• _Data in this exercise_:
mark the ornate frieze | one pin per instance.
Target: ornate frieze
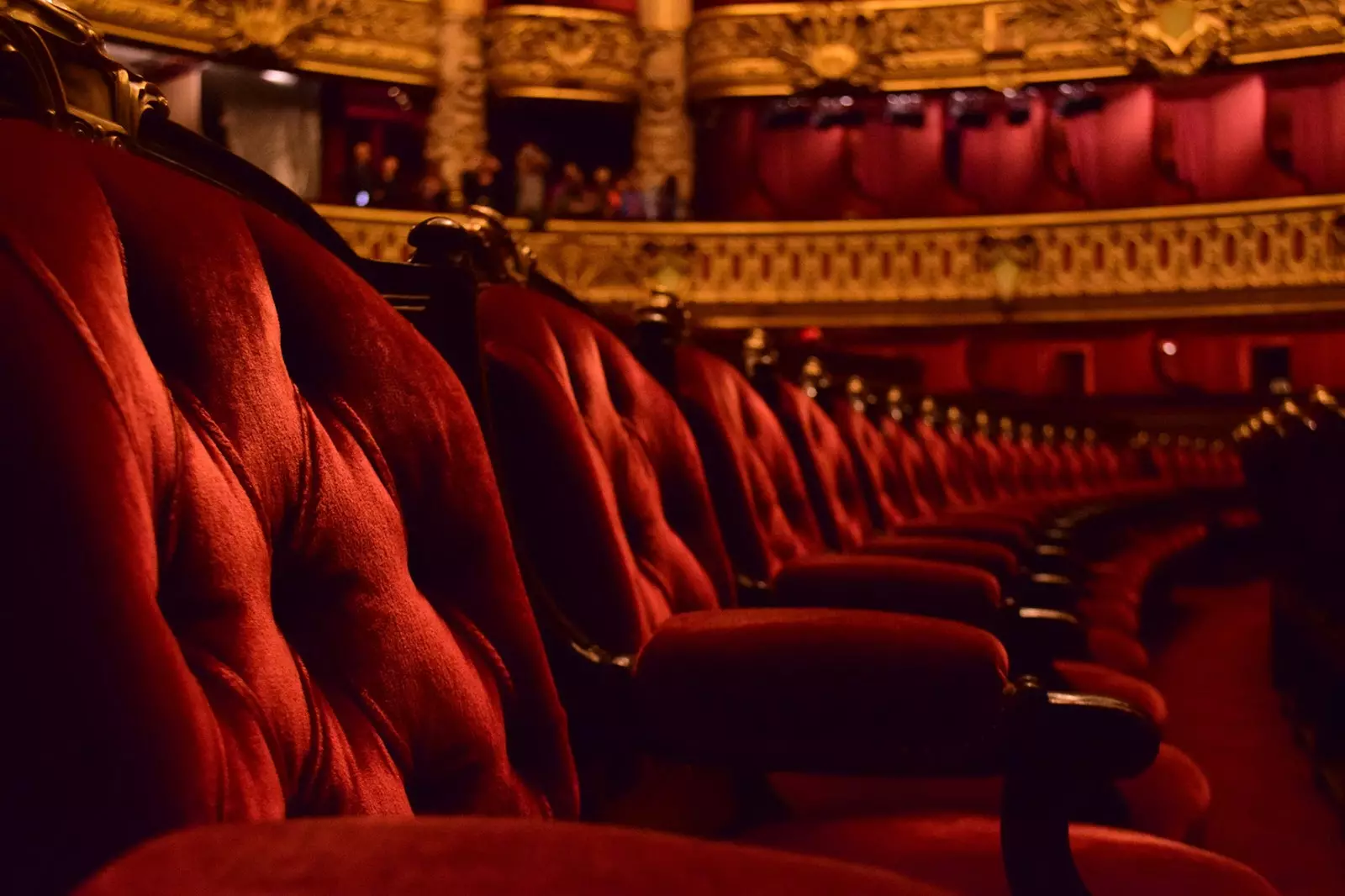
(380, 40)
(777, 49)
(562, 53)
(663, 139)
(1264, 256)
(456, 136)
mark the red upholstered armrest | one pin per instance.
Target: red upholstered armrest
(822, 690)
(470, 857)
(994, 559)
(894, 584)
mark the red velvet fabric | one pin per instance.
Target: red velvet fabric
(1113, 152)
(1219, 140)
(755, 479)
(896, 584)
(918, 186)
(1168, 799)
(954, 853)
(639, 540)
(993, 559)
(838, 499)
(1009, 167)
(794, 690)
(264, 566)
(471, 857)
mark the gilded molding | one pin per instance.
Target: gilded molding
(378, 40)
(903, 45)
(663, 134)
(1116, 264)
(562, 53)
==
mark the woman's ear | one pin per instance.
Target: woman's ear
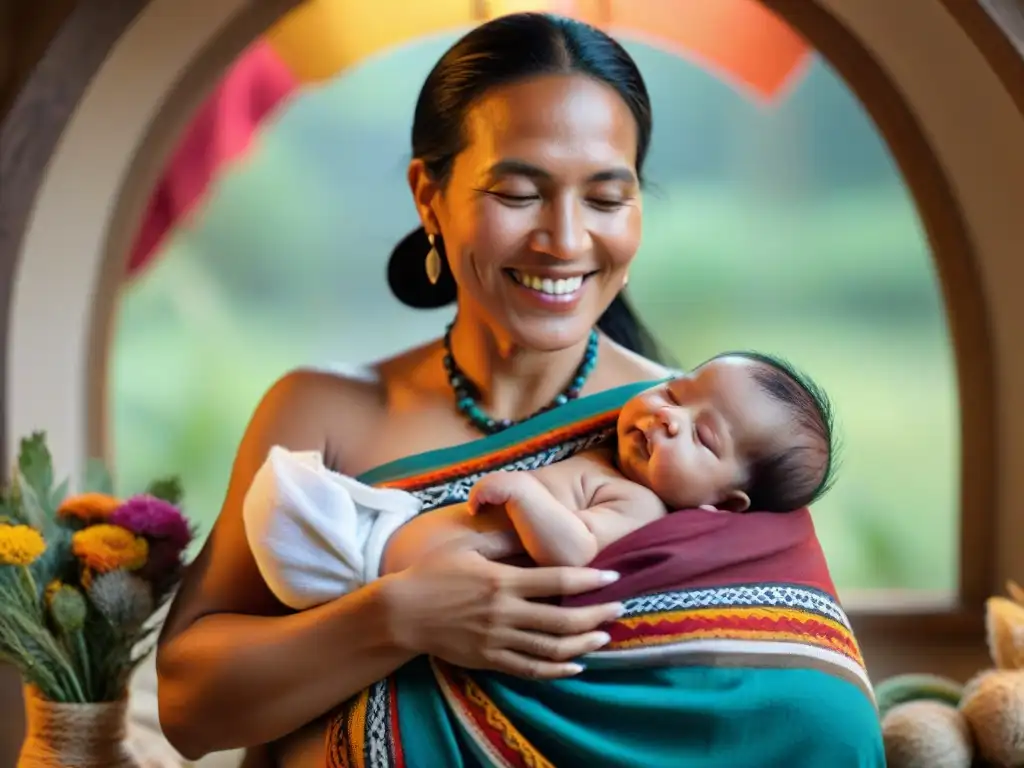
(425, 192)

• _Short task_: Report every line of the records that contains the word "velvet", copying each such line in full.

• _Solution to this exercise_:
mark the red velvet fabric | one pin per instance.
Target: red velvet fabric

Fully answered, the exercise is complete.